**Artikel:**
* * *

Der Turm im Gatt
stellt nach Einschätzung der Oldenburger und Wilhelmshavener
Wissenschaftler weltweit eine einmalige Forschungseinrichtung dar.
Denn in den Schiebern im Wasser können die Bewegungen von Sand und
Schlick selbst bei stärksten Stürmen und höchstem Seegang erfasst
werden, also gerade dann, wenn es für die Sedimente besonders
interessant ist. Gerade bei extremen Wetterlagen entscheidet sich, ob
das Watt als Spätfolge des Deichbaus im Mittelalter weiterhin
Schlick verliert und sich dadurch die Lebensverhältnisse der im Watt
lebenden Organismen verändern.
Die Größe und Menge der im Wasser treibenden Partikel werden mittels
Schallmessgeräten am Messpfahl erfasst und alle zehn Minuten per
Funk an die Messstation an der Hermann Lietz-Schule übertragen.

* * *

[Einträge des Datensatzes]
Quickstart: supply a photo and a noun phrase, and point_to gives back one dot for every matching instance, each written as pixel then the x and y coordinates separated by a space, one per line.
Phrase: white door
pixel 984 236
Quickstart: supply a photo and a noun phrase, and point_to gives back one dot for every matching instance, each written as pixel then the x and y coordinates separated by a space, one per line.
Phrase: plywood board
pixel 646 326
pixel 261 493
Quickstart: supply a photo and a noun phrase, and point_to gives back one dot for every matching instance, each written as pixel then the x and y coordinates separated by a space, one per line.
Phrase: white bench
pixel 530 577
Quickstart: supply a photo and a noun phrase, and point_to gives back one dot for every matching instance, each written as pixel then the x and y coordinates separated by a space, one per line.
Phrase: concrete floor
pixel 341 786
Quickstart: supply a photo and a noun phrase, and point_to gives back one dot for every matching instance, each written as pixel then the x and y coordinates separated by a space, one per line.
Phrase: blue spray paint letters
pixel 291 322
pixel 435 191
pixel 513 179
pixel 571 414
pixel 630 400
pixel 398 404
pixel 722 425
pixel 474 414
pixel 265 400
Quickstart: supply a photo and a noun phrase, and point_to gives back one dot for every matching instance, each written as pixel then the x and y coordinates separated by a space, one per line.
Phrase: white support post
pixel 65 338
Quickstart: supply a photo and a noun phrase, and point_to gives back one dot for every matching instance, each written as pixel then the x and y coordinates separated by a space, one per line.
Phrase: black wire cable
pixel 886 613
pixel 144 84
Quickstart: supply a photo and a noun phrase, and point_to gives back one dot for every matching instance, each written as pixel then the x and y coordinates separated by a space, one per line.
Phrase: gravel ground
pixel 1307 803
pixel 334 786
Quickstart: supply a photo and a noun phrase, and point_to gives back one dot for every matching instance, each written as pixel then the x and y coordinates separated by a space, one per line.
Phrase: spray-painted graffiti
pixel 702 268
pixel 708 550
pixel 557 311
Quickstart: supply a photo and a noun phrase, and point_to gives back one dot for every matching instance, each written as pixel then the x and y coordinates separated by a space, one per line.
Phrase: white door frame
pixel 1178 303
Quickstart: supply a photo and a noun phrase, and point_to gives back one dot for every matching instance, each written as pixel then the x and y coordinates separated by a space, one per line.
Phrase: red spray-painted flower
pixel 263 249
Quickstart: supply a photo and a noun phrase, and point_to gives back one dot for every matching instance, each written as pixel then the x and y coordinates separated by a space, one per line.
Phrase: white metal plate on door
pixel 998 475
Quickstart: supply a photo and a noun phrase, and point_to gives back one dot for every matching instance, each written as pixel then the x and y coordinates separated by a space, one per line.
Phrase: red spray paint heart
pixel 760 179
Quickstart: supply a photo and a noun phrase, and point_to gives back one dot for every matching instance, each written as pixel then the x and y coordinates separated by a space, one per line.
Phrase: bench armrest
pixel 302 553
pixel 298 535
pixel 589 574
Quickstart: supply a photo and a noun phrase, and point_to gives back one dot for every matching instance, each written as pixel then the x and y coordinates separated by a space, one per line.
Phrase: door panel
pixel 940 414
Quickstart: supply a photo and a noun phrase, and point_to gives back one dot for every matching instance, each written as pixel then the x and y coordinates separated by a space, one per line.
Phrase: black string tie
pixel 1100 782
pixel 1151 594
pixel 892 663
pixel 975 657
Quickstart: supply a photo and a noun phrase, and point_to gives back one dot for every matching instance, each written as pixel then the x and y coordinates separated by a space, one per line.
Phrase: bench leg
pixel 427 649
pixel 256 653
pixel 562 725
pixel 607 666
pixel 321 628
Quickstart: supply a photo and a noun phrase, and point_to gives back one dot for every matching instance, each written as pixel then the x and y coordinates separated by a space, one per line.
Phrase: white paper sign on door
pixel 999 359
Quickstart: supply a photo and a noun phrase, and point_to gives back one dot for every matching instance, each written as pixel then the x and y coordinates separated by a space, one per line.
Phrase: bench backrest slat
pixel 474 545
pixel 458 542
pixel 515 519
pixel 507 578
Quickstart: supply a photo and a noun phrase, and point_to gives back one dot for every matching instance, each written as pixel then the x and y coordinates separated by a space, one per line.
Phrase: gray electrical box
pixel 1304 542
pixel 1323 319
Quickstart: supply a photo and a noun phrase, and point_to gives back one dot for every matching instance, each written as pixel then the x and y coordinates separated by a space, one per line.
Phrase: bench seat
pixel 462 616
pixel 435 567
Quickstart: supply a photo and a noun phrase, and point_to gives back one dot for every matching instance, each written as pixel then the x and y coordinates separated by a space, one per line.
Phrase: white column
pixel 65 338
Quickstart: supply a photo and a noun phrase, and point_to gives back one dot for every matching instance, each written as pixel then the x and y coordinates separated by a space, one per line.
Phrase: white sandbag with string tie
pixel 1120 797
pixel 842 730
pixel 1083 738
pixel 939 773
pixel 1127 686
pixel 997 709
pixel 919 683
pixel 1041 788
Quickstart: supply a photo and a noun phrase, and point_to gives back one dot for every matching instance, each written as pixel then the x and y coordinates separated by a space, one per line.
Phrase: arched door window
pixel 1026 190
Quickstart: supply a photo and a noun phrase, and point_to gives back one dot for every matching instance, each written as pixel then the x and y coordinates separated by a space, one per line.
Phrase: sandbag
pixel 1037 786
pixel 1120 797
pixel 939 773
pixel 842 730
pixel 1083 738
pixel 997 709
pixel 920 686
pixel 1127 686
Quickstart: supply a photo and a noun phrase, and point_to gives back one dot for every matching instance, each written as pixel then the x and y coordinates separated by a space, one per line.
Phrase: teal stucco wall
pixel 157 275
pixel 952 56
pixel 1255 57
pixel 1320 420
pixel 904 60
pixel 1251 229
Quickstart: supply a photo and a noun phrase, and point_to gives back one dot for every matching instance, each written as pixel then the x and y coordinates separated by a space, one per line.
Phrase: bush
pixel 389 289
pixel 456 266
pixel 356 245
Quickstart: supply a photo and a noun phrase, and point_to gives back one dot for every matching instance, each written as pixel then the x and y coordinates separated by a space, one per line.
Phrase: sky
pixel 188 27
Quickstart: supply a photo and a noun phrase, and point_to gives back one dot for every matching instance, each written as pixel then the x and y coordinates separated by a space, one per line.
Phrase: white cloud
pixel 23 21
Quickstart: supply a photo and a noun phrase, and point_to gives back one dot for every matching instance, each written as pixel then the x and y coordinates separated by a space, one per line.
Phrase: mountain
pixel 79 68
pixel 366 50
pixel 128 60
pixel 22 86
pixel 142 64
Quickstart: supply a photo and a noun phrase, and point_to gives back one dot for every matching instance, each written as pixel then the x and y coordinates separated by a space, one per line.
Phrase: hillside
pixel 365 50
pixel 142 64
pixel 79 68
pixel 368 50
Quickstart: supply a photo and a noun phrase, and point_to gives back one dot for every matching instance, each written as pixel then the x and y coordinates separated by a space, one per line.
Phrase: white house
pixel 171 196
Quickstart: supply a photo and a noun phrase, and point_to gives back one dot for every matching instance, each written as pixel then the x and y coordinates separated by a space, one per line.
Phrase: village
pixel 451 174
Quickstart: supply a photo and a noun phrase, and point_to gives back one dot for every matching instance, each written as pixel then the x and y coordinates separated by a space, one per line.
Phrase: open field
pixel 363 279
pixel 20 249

* * *

**Aufgabendetails:** Gib den Artikel über den Forschungsturm im Gatt vollständig und wortgetreu wieder.

**Musterlösung:**
Der Turm im Gatt
stellt nach Einschätzung der Oldenburger und Wilhelmshavener
Wissenschaftler weltweit eine einmalige Forschungseinrichtung dar.
Denn in den Schiebern im Wasser können die Bewegungen von Sand und
Schlick selbst bei stärksten Stürmen und höchstem Seegang erfasst
werden, also gerade dann, wenn es für die Sedimente besonders
interessant ist. Gerade bei extremen Wetterlagen entscheidet sich, ob
das Watt als Spätfolge des Deichbaus im Mittelalter weiterhin
Schlick verliert und sich dadurch die Lebensverhältnisse der im Watt
lebenden Organismen verändern.
Die Größe und Menge der im Wasser treibenden Partikel werden mittels
Schallmessgeräten am Messpfahl erfasst und alle zehn Minuten per
Funk an die Messstation an der Hermann Lietz-Schule übertragen.